MATERIAL FOR THIS EXERCISE START
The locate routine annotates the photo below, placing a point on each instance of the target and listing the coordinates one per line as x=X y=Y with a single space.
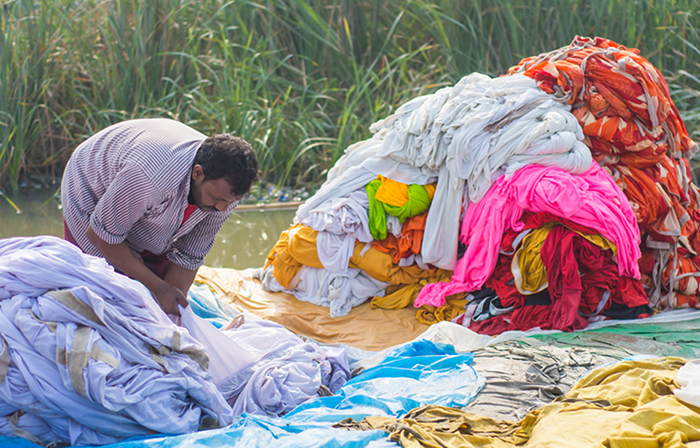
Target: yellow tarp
x=624 y=405
x=364 y=328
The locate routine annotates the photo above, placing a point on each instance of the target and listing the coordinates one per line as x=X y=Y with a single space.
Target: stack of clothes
x=635 y=132
x=483 y=202
x=408 y=185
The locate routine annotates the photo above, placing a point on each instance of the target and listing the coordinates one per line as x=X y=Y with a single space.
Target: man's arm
x=167 y=293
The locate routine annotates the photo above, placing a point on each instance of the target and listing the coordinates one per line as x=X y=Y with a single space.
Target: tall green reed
x=300 y=79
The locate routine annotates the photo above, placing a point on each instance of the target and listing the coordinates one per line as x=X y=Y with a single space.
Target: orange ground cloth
x=364 y=328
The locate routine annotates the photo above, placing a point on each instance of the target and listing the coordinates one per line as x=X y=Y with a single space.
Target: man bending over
x=149 y=195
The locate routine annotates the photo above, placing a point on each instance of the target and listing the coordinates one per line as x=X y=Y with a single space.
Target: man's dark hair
x=230 y=157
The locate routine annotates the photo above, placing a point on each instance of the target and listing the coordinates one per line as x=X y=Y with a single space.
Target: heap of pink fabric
x=591 y=199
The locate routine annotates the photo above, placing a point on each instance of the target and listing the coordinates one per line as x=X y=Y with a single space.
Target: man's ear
x=197 y=173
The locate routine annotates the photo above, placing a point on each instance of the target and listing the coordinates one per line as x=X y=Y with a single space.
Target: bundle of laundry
x=544 y=248
x=461 y=139
x=88 y=357
x=635 y=131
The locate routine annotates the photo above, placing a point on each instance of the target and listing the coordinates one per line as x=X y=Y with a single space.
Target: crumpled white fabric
x=339 y=291
x=262 y=368
x=334 y=251
x=136 y=373
x=688 y=377
x=347 y=215
x=288 y=370
x=462 y=136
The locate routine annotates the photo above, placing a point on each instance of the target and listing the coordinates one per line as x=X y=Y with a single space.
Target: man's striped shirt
x=130 y=182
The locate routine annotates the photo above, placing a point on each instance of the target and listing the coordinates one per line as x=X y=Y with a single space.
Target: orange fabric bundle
x=409 y=241
x=621 y=101
x=634 y=130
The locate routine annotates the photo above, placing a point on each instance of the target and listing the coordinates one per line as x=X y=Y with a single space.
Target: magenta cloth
x=591 y=199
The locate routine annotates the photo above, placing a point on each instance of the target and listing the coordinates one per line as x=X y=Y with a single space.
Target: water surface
x=243 y=242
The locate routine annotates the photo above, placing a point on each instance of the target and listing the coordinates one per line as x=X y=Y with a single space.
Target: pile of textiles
x=629 y=403
x=88 y=357
x=385 y=221
x=483 y=202
x=635 y=132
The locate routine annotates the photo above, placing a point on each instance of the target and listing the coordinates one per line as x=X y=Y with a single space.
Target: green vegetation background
x=300 y=79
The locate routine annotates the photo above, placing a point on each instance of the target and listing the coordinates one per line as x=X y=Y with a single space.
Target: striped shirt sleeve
x=128 y=198
x=190 y=249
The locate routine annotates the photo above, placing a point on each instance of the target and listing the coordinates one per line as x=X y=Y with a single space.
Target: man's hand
x=168 y=297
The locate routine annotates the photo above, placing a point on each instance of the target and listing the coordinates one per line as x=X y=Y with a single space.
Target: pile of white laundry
x=462 y=138
x=88 y=357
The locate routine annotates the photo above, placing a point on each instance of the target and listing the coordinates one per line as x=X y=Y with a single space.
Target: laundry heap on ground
x=87 y=357
x=551 y=197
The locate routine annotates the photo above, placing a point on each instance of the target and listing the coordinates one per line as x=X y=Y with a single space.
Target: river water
x=243 y=242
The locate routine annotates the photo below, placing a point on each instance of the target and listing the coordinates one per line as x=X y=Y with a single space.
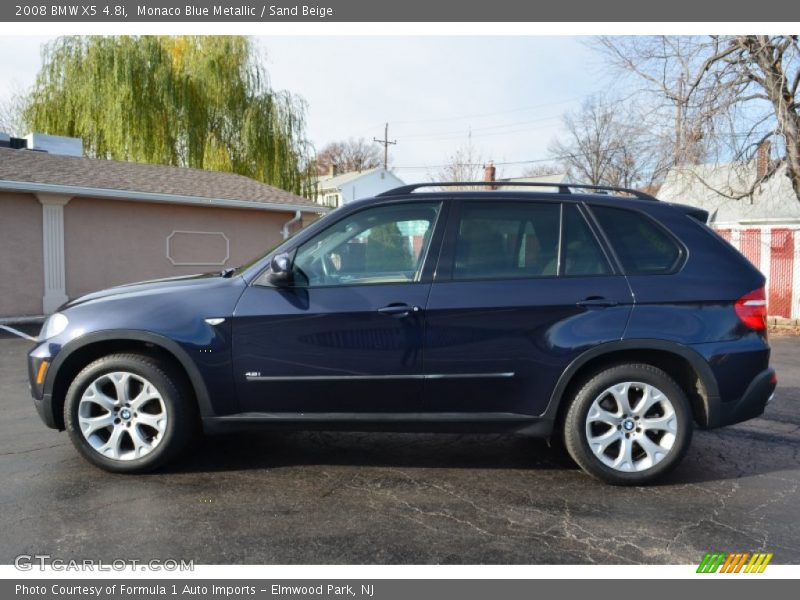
MATERIAL FOR THIS EXERCISE END
◆ **WORK TO COMPLETE**: Would you transcribe all of the data exactly, apart from its pictures?

◆ **RESULT OF THIS EXERCISE**:
The locate routine annotates the photo below, placing a point on each instance of the target and listing the coordinates one per line as x=X y=Y with a single space.
Target: yellow tarp
x=624 y=405
x=364 y=328
The locate routine annotates the photo above, placing a point on each instance of the target and listing the coordinates one per line as x=X y=Y with a single space.
Target: stack of clothes
x=635 y=132
x=483 y=202
x=408 y=185
The locate routine annotates the photo above, placing a point on each instance of the target and listing the coordinates one per line as x=X y=Y with a single space.
Target: man's arm
x=167 y=293
The locate routine annotates the photo above, placing a point on each instance of the target and listing the coordinates one per line as x=X y=Y with a single space.
Target: tall green reed
x=300 y=79
The locate routine annotates the photo above, placing a point on each instance of the target and listing the coordinates one per line as x=X y=Y with a single space.
Target: orange ground cloth
x=364 y=328
The locate routine annotates the photo above, placing a point on each instance of the target and listing the coordinates one per line as x=X y=Y with a single space.
Target: man bending over
x=149 y=195
The locate routine annotates the photo above, placing a point on each instance of the target and listing the coordinates one per line as x=X y=Y with a single space.
Target: man's dark hair
x=230 y=157
The locate routine annotates the photo above, placing a point on each instance of the target and listing the coordinates one per line as x=X y=Y with a single space.
Target: heap of pink fabric
x=591 y=199
The locate routine annotates the photo above, placing a point on each instance of the target and listing the coordinates one per line as x=X y=Y with a single space.
Target: man's ear
x=197 y=173
The locate routine annotates the photo above, placing a point on each instance of the target and listing the coordinates one per line as x=X y=Y with a single space.
Target: bundle of laundry
x=544 y=248
x=461 y=139
x=88 y=357
x=635 y=131
The locate routine annotates the photo above, placing a point on each instance of the target and listing the coordinates one per line as x=X y=Y with a single space.
Target: crumpled white fabric
x=339 y=291
x=262 y=368
x=334 y=251
x=136 y=373
x=688 y=377
x=347 y=215
x=288 y=370
x=462 y=136
The locate routine annotates the photo above, placing a point on each instance of the target and listing the coordinates one per line as x=X y=Y with a single space.
Target: man's striped shirt
x=130 y=182
The locate routine annotates the photo above, placing a point on each instance of the target and listing the coordinates one per line as x=X y=Y with a single space.
Target: orange fabric bundle
x=409 y=241
x=621 y=101
x=634 y=130
The locate routine annotates the photo above, placing a point on each instance of the target and listing the coordinates one per line as x=X y=Y with a single space.
Target: magenta cloth
x=591 y=199
The locate routine annotates the photo above, placing a point on each instance of the target and listing the coordinates one per line as x=X y=Y with a single space.
Target: water surface
x=243 y=242
The locate routine annotates the photo above, placing a point on each instance of the target and listing the coordinates one per line as x=X y=Y with a single space.
Target: pile of textiles
x=629 y=403
x=88 y=357
x=385 y=221
x=483 y=202
x=635 y=132
The locate routine annotates the photo above, placing a point on each instance of the target and listing the coordinates one per line as x=X y=Y with a single space.
Target: green vegetation background
x=300 y=79
The locate routine annotates the photo above, placing a point on each instance of the target and listing the coordinates one per line as x=X y=Y with a single space.
Target: striped shirt sleeve
x=128 y=198
x=190 y=249
The locate routine annotates the photo above, placing a point on each instance of the target and listing the coordinates one per line as x=X y=Y with a single space.
Target: man's hand
x=168 y=297
The locate routine annotates the photo above, placing a point on each instance of the target and listing the coordinates one per line as x=X y=Y with a single space.
Target: pile of white laundry
x=462 y=138
x=88 y=357
The locate routine annotates the photo above, placing a point on each instance of the target and listing the coordinates one per line as x=X y=Y with a single space.
Target: laundry heap on ground
x=87 y=357
x=551 y=197
The locate routine annotates the photo above, placing a point on each instance of the target and listing the coordinates one per line as x=X y=Y with a single space.
Target: river water
x=243 y=242
The locate routine annotates the photo below, placing a point on each instance of the target and listing the coordinates one per line as x=X y=Y with a single space.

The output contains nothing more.